**Exercise aim:** Every line of the material below needs to be copied exactly; omit the pictures.
#####
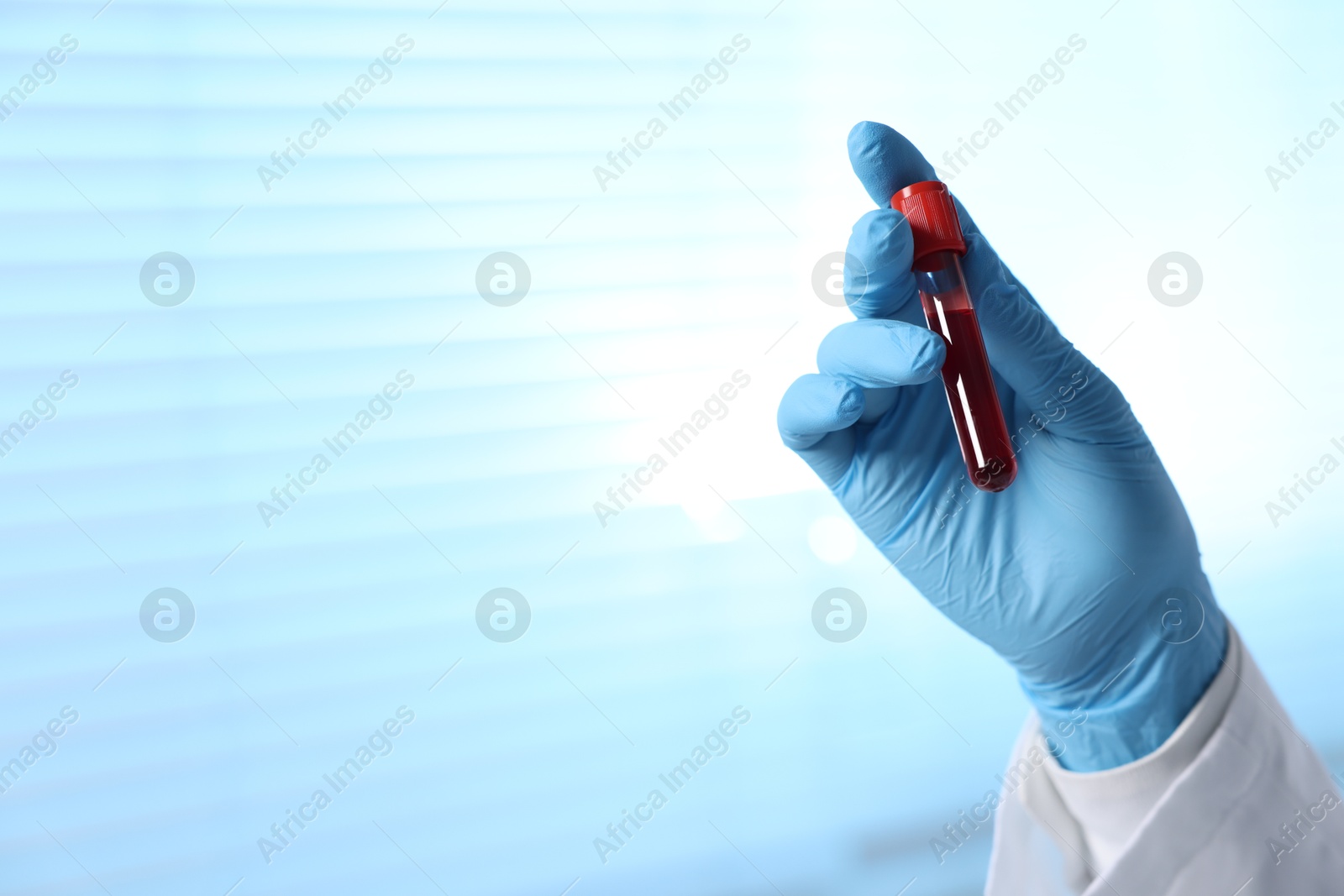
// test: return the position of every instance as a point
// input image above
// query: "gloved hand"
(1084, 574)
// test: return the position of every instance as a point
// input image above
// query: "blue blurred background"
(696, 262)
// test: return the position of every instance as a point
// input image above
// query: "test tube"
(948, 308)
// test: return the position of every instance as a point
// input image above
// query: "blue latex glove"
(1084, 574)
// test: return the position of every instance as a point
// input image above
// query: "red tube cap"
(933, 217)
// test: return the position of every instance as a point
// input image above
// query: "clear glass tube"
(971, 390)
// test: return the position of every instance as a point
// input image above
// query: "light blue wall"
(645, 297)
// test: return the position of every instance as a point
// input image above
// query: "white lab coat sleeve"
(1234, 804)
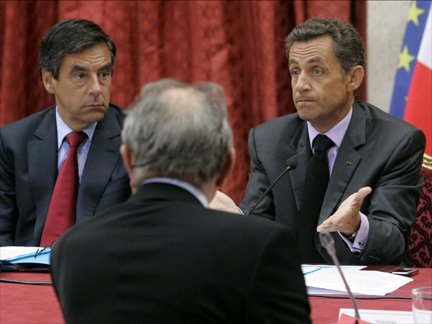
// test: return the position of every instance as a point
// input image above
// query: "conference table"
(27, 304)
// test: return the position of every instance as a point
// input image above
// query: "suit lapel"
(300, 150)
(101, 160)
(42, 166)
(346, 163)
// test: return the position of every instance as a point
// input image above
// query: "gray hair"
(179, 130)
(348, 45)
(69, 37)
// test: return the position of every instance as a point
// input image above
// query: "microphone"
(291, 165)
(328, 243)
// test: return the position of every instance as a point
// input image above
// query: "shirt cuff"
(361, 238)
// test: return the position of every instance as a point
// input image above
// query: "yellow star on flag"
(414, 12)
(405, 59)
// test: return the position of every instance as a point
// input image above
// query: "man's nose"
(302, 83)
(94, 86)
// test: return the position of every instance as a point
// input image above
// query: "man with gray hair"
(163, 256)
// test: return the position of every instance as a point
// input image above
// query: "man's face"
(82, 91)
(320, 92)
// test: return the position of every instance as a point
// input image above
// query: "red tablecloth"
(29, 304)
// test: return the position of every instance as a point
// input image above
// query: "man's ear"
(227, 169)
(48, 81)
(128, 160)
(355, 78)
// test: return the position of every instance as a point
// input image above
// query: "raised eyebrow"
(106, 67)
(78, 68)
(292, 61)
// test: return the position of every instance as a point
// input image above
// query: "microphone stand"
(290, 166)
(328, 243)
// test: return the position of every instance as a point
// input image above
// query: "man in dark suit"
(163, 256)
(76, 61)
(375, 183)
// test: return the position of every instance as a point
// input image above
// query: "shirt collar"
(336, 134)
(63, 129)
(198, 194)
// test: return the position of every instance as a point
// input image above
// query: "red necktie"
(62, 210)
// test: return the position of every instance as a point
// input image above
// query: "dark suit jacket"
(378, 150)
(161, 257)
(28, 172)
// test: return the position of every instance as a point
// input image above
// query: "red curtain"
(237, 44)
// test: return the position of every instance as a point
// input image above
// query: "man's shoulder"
#####
**Your solution:**
// test: return the position of every instance as a point
// input image above
// query: "gloved hand"
(1084, 574)
// test: return the position of every instance as a point
// input image above
// query: "blue blurred background"
(696, 262)
// test: return the position of every instance as a point
// input image above
// query: "test tube"
(948, 308)
// test: return the position of every instance as a point
// input image above
// query: "blue latex glove"
(1084, 574)
// test: return the position of every instance as a point
// input image above
// query: "red tube cap"
(933, 217)
// test: return the position of every instance as a point
// input image above
// query: "clear glass tube"
(971, 390)
// test: return the position of every instance as a point
// input image above
// query: "light blue wall"
(645, 297)
// test: return the position of every instance as a point
// input image above
// query: "white lab coat sleeve"
(1234, 804)
// test: return the position of every instance as a point
// input image above
// query: "conference table"
(27, 304)
// test: return the position of every instance as a point
// input image above
// query: "suit lapel"
(300, 150)
(101, 160)
(42, 166)
(346, 163)
// test: return the position of every instance as a point
// input image above
// query: "gray hair"
(179, 130)
(348, 45)
(69, 37)
// test: return the position of every instance as a point
// input image above
// query: "microphone"
(291, 165)
(328, 243)
// test: return the position of every instance as a point
// input image above
// query: "shirt cuff"
(361, 238)
// test: return the position of every instance as a point
// input image above
// query: "yellow star on flag"
(414, 12)
(405, 59)
// test: return the position of every instance as a point
// input image above
// query: "man's nose"
(302, 83)
(94, 86)
// test: return the position of every instance as a point
// input image above
// query: "man with gray hair"
(163, 256)
// test: return the position of every instance as a point
// input image above
// query: "man's face"
(82, 91)
(320, 92)
// test: return the position of every instance as a point
// input image above
// query: "red tablecloth"
(29, 304)
// test: return the position of every instance as a point
// input image above
// query: "man's ear"
(227, 169)
(48, 81)
(128, 160)
(355, 78)
// test: return the position of every instance as a point
// input image above
// query: "raised eyebrow"
(106, 67)
(78, 68)
(292, 61)
// test: return the position of every instance as a point
// input image above
// query: "microphone stand"
(290, 166)
(328, 243)
// test: return the position of every instance as a point
// input image above
// query: "man in dark suit"
(163, 256)
(76, 61)
(375, 183)
// test: return the position of every instance as a point
// input image above
// query: "shirt collar"
(336, 134)
(63, 129)
(198, 194)
// test: return the position of every instance as a point
// input image above
// query: "red necktie"
(62, 210)
// test: return the position of every instance as a point
// input image above
// query: "dark suit jacket"
(378, 150)
(161, 257)
(28, 172)
// test: return the position of every instance as a point
// input image above
// query: "red curtain"
(237, 44)
// test: return the position of every instance as a point
// input image above
// query: "man's shoulder"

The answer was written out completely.